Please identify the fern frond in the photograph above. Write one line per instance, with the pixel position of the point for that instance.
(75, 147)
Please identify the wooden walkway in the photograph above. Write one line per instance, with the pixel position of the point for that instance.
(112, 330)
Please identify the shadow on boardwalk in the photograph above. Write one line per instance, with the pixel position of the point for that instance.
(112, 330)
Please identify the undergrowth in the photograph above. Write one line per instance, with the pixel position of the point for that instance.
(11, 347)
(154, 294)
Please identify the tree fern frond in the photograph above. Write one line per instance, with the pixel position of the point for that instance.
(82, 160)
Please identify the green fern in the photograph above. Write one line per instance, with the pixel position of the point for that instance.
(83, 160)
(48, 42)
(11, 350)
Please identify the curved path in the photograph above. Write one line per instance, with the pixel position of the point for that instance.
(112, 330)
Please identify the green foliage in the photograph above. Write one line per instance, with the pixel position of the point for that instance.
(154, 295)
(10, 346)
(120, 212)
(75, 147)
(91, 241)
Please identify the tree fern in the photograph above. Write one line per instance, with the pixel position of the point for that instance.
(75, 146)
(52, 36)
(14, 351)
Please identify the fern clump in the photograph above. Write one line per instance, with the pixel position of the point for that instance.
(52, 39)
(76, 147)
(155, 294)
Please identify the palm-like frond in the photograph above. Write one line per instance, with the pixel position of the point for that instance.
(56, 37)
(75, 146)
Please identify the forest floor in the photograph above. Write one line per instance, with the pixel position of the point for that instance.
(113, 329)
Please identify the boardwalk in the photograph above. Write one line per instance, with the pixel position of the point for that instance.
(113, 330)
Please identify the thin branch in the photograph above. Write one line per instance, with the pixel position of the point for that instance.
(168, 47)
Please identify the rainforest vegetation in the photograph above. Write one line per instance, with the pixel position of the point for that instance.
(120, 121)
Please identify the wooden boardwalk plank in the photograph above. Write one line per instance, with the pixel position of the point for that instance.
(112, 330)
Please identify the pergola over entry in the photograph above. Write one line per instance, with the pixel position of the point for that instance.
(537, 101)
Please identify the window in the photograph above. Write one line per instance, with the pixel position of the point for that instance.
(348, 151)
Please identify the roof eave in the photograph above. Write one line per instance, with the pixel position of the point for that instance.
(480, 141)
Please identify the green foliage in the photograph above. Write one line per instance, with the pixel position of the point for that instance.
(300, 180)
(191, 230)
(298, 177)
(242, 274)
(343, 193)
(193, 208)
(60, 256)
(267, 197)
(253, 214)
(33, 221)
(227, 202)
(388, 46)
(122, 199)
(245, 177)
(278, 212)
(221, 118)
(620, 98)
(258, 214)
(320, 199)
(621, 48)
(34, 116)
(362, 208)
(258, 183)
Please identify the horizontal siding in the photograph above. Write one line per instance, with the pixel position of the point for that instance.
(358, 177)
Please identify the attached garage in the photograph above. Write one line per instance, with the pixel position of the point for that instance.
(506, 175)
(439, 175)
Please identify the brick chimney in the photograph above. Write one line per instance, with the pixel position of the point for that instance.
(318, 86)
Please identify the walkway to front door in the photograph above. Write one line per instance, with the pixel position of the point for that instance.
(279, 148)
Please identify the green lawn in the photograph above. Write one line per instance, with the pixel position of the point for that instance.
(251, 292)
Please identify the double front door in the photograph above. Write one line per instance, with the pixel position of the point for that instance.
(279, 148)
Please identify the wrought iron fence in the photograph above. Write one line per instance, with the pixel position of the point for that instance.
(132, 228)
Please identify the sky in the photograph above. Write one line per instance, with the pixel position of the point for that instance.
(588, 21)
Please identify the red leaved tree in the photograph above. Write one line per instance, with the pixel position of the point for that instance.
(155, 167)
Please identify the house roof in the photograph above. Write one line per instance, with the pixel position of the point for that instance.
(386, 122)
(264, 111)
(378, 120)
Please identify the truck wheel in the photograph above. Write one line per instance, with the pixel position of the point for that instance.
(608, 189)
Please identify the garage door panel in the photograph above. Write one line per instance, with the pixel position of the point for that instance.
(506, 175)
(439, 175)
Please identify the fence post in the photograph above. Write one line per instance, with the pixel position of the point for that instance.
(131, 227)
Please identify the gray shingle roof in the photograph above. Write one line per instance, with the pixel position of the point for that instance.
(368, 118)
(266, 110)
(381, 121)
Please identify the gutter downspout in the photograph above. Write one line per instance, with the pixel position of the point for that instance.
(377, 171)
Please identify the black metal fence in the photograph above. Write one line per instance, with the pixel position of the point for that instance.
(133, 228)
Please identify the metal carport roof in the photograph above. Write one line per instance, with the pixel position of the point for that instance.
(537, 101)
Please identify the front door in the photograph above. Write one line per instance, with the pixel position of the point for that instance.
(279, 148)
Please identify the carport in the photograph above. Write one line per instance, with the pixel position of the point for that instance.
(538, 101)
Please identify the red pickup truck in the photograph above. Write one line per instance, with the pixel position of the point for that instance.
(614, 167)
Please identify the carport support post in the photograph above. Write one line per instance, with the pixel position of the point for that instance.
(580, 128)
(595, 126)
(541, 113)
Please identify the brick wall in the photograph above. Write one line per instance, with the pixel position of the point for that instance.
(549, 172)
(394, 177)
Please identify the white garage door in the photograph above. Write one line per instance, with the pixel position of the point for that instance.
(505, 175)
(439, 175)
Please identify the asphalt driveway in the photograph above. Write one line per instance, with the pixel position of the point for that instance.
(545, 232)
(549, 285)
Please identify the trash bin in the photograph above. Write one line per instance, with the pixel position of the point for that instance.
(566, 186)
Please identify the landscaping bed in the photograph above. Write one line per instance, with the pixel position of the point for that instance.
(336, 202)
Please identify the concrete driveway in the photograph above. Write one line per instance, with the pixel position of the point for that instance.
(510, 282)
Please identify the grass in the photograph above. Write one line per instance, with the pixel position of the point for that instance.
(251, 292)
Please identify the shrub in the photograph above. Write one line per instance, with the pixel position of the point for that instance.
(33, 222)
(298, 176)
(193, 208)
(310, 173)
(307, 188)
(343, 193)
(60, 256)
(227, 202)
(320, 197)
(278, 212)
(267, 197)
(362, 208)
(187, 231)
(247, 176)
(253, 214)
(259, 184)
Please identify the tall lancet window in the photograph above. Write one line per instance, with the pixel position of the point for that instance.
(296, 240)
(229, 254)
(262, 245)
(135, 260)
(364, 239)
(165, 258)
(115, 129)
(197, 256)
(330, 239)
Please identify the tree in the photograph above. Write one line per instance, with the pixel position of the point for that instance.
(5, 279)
= = = = = = =
> _What you will do_: Give back all the records exactly as they stand.

> _Solution below_:
Please identify the fern frond in the photograph above. Write one line per instance, with the pixel position of the point for that instance.
(75, 147)
Please identify the wooden walkway in the photograph above. Write one line per instance, with the pixel position of the point for that instance.
(112, 330)
Please identify the shadow on boardwalk in the photograph above. Write one line per instance, with the pixel position of the point for that instance.
(112, 330)
Please identify the undergrowth in the photograph above. Write one line per instance, with the pixel position of the point for that instance.
(11, 347)
(154, 294)
Please identify the tree fern frond in the photograph above. Write one line per instance, with the pixel position of the point for that instance.
(82, 160)
Please identify the green fern in the photograph above. Write one line per instance, with the pixel position of the point for that instance.
(83, 160)
(48, 42)
(11, 350)
Please identify the curved path in the photograph above. Write one line per instance, with the pixel position of the point for that instance.
(112, 330)
Please identify the green foliage in the photograph above. Write one line per instance, with the pixel position of the point for that instance.
(154, 295)
(10, 346)
(120, 212)
(75, 147)
(91, 241)
Please identify the tree fern in the photograph above. Write one line per instance, with the pixel position of the point for that instance.
(75, 146)
(52, 36)
(14, 351)
Please identify the fern clump in the photograph above. Write one line per instance, with the pixel position of the point for that instance.
(52, 39)
(76, 147)
(155, 294)
Please identify the palm-like frond in the photograph above. Write one line per instance, with the pixel position of the point for that instance.
(56, 37)
(75, 146)
Please identify the forest floor in the photograph above. Write one line per instance, with the pixel position of the point for that instance.
(113, 329)
Please identify the boardwalk in the photograph above. Write one line per instance, with the pixel position of the point for that instance.
(113, 330)
Please identify the thin branch in the photograph above. Write one line per instance, with the pixel position of the point for that instance.
(168, 47)
Please identify the rainforest vegetation in the photograph above. Write one line per instance, with the pixel position of the point for that instance.
(120, 121)
Please identify the wooden boardwalk plank in the photograph above. Write one line per instance, with the pixel position of the point for that instance.
(112, 330)
Please identify the pergola over entry in the photograph above. Write one line per instance, with the pixel position of the point for that instance.
(537, 101)
Please identify the window in the photograph above. Write one line per instance, with the pixel position of the point for that instance.
(348, 151)
Please identify the roof eave in the photograph above. Write one line per instance, with the pixel position of the point for that instance.
(480, 141)
Please identify the green foliage in the photograph above. Write one line per instance, with the pixel position of the point for that instance.
(300, 180)
(191, 230)
(298, 177)
(242, 274)
(343, 193)
(193, 208)
(60, 256)
(267, 197)
(253, 214)
(33, 221)
(227, 202)
(388, 46)
(122, 199)
(245, 177)
(278, 212)
(221, 118)
(620, 98)
(258, 214)
(320, 199)
(621, 48)
(34, 116)
(362, 208)
(258, 183)
Please identify the horizontal siding in the photograph above. Write one line per instance, with the pixel position of the point for that instance.
(358, 177)
Please identify the attached garage in the photograph above. Write one line per instance, with the pixel position of the point for that instance.
(506, 175)
(439, 175)
Please identify the brick chimney in the photograph above. Write one line per instance, with the pixel position of the point for that instance.
(318, 86)
Please identify the walkway to front door in the photograph above. Write one line per instance, with the pixel position of the point for that instance.
(279, 148)
Please identify the green lawn in the photograph above. Write one line per instance, with the pixel position of the point for that instance.
(251, 292)
Please identify the double front door in the photograph above. Write one line per instance, with the pixel position of the point for that instance.
(279, 148)
Please identify the wrought iron fence in the photograph above. Write one line per instance, with the pixel position of the point for that instance.
(132, 228)
Please identify the sky in the photograph above. Write one line per instance, with the pixel position of the point for that instance.
(588, 21)
Please identify the red leaved tree in the photograph above. Write one line per instance, with the pixel position of the point for that instance.
(155, 167)
Please identify the house roof in the photograph above. Write one line per instance, with the pixel position of the point for that instance.
(386, 122)
(264, 111)
(378, 120)
Please identify the truck wheel in the photograph above. Write one line per instance, with the pixel position of the point for that instance.
(608, 189)
Please identify the garage door panel in the photograph above. Write one line per instance, with the pixel position of the point for that instance.
(506, 175)
(439, 175)
Please identify the fence post in the photograph above. Write one line per instance, with the pixel position of the point for that instance.
(131, 227)
Please identify the gray shingle roof in the photograph above. Write one line per instance, with the pixel position of the point for that instance.
(368, 118)
(266, 110)
(381, 121)
Please identify the gutter downspout in the photograph above. Write one line per instance, with the pixel position of the point for that instance.
(377, 171)
Please identify the black metal fence in the photograph above. Write one line per instance, with the pixel position of the point for that instance.
(133, 228)
Please identify the metal carport roof in the photograph above. Write one line per instance, with the pixel position of the point for that instance.
(537, 101)
Please identify the front door in the photograph above. Write one line per instance, with the pixel position of the point for that instance.
(279, 148)
Please identify the carport in the photograph above. Write one line per instance, with the pixel position of the point for that instance.
(538, 101)
Please identify the red pickup truck in the photograph above. Write one line per instance, with the pixel position of the point for that instance.
(614, 167)
Please identify the carport support post in the photograph above. Write one line per instance, with the pixel position of the point for that instance.
(580, 128)
(595, 126)
(541, 113)
Please identify the brick wall in the photograph above. Write one line per instance, with the pixel position of the point for that instance.
(549, 172)
(394, 177)
Please identify the white garage door in the photograph above. Write one line per instance, with the pixel position of the point for that instance.
(505, 175)
(439, 175)
Please identify the asphalt driveway in the photograph above. Write one line per instance, with the pixel position of the point for that instance.
(545, 232)
(549, 285)
Please identify the trash bin in the photograph above. Write one line per instance, with the pixel position of the point for that instance.
(566, 186)
Please identify the landscaping bed in the photograph above. Write one line per instance, with the pixel position of the point for that instance.
(336, 202)
Please identify the concrete driveway in the photograph above. Write one line per instance, with the pixel position of the point for that instance.
(510, 282)
Please identify the grass in the photograph above. Write one line per instance, with the pixel position of the point for that instance.
(251, 292)
Please identify the shrub in the photograph above. Write one line per instance, with the pixel position of the point for that instance.
(33, 222)
(298, 176)
(193, 208)
(310, 173)
(307, 188)
(343, 193)
(60, 256)
(227, 202)
(320, 197)
(278, 212)
(267, 197)
(362, 208)
(187, 231)
(247, 176)
(253, 214)
(259, 184)
Please identify the tall lancet window in the photograph above. Write one line per instance, with the pixel position of the point for that instance.
(296, 240)
(229, 254)
(262, 245)
(135, 260)
(364, 239)
(165, 258)
(115, 129)
(197, 256)
(330, 239)
Please identify the tree in the photograph above. Write one line per instance, with the pixel position of the point for that instance.
(5, 279)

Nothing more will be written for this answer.